### Text section:
It seems to me very difficult to read The Lion the Witch and the Wardrobe without falling in love with Lucy, LOTR without falling in love with Sam, Brideshead Revisited without falling in love with Sebastian, or The Power and the Glory without falling in love with the whiskey priest. Love seems indispensible from full engagement with these characters and their stories.

But you seem to be talking about something different. You seen to be talking about romantic love, and perhaps more specifically about erotic love. And on that score I am not so sure. Erotic love inherently seeks a consummation that no page can provide. (Mere pronography evokes lust at best.) Clearly one can crush on an actor or actress in a movie or TV show, but can one similarly crush on a character on the page? I'm not convinced. I think our love for characters is closer to friendship than to eros.

EDIT: Since the question has been edited significantly since I wrote the above answer, I will add this. The erotic impulse is founded in the lower brain's assessment of reproductive fitness. Men and women play very different roles in reproduction, and thus they look at very different qualities in making a reproductive assessment. The male assessment is clearly far more visual than the female. But also, the male satisfaction is far more fleeting than the female. The female assessment of reproductive fitness seeks a mate who will protect and provide for the young. Constancy is part of fantasy for the female in a way it is not for the male.

Also, males assess other males, and females assess other females, as potential reproductive rivals. So men and women are naturally repelled by each other's pornography.

This is at the biological level, of course. Our responses are quite different at the social level. But the pornographic and quasi-pornographic is pitched to the biological response. And therein lies the difference between Pride and Prejudice and 50 Shades of Gray.

### Prompt:
Transcribe the passage on loving fictional characters, starting with the words that contain "This is at the" and stopping after "Shades of Gray.". The records that come next have no connection to the passage on loving fictional characters.

### Extracted data:
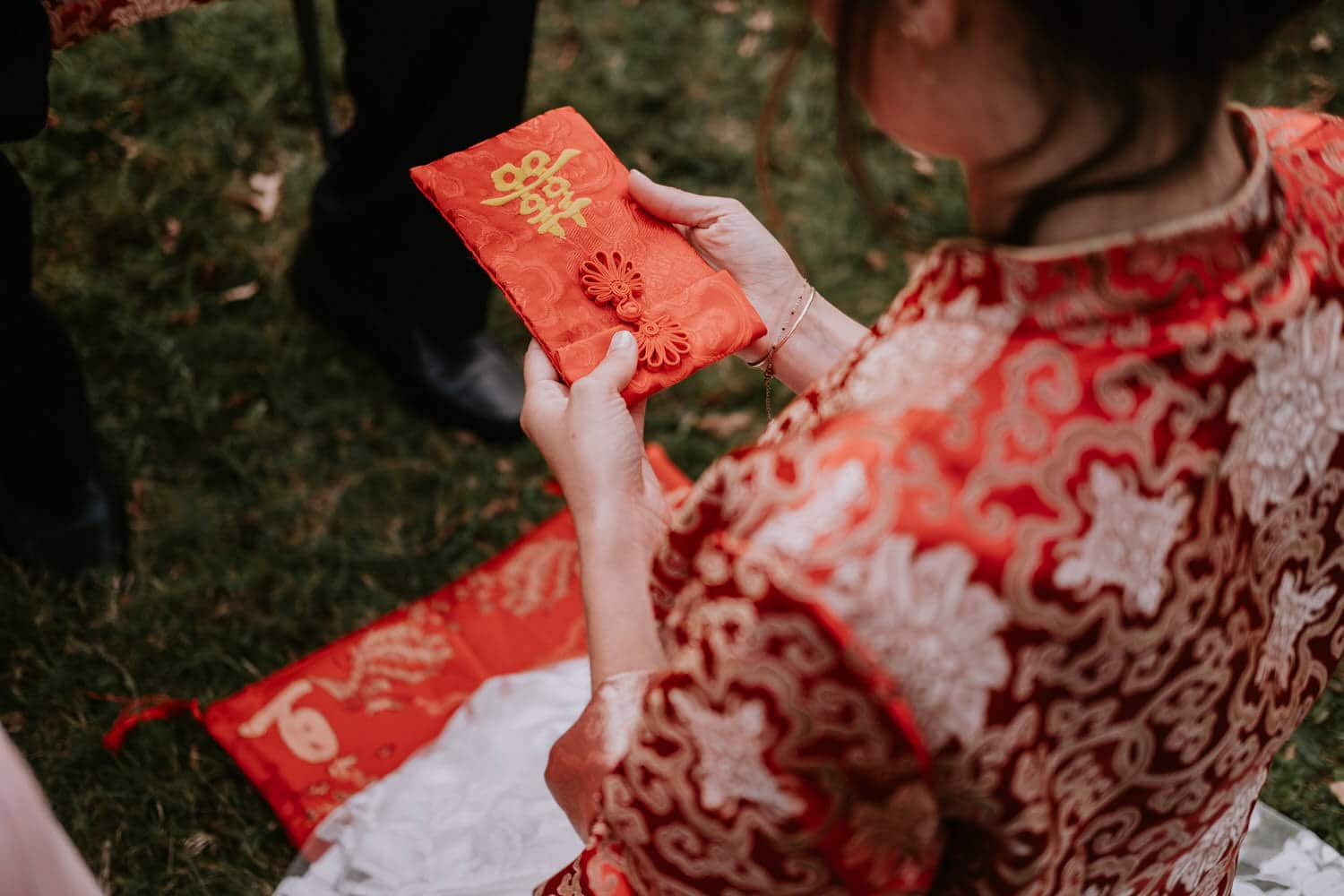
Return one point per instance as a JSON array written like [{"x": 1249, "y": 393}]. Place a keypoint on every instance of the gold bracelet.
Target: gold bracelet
[
  {"x": 806, "y": 303},
  {"x": 768, "y": 362}
]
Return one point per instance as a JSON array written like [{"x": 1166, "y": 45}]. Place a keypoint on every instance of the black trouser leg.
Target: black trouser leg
[
  {"x": 54, "y": 505},
  {"x": 429, "y": 80},
  {"x": 47, "y": 452}
]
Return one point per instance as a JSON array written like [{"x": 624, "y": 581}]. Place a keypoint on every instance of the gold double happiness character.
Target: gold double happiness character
[{"x": 546, "y": 199}]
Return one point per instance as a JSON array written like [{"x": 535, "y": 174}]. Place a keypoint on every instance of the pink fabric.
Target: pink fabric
[{"x": 37, "y": 857}]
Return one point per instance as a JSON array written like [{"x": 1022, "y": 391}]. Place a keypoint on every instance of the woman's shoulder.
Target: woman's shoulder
[{"x": 1297, "y": 128}]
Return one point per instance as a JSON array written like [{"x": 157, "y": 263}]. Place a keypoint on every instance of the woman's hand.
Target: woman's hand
[
  {"x": 730, "y": 238},
  {"x": 594, "y": 446}
]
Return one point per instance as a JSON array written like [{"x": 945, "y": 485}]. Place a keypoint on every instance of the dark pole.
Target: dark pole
[{"x": 308, "y": 37}]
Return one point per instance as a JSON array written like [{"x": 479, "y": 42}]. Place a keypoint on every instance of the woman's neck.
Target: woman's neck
[{"x": 996, "y": 193}]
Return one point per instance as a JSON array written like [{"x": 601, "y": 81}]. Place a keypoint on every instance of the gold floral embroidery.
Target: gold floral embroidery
[{"x": 545, "y": 198}]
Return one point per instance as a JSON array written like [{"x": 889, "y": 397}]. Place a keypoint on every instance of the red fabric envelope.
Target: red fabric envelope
[
  {"x": 320, "y": 729},
  {"x": 546, "y": 210}
]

### Answer for this exercise:
This is at the biological level, of course. Our responses are quite different at the social level. But the pornographic and quasi-pornographic is pitched to the biological response. And therein lies the difference between Pride and Prejudice and 50 Shades of Gray.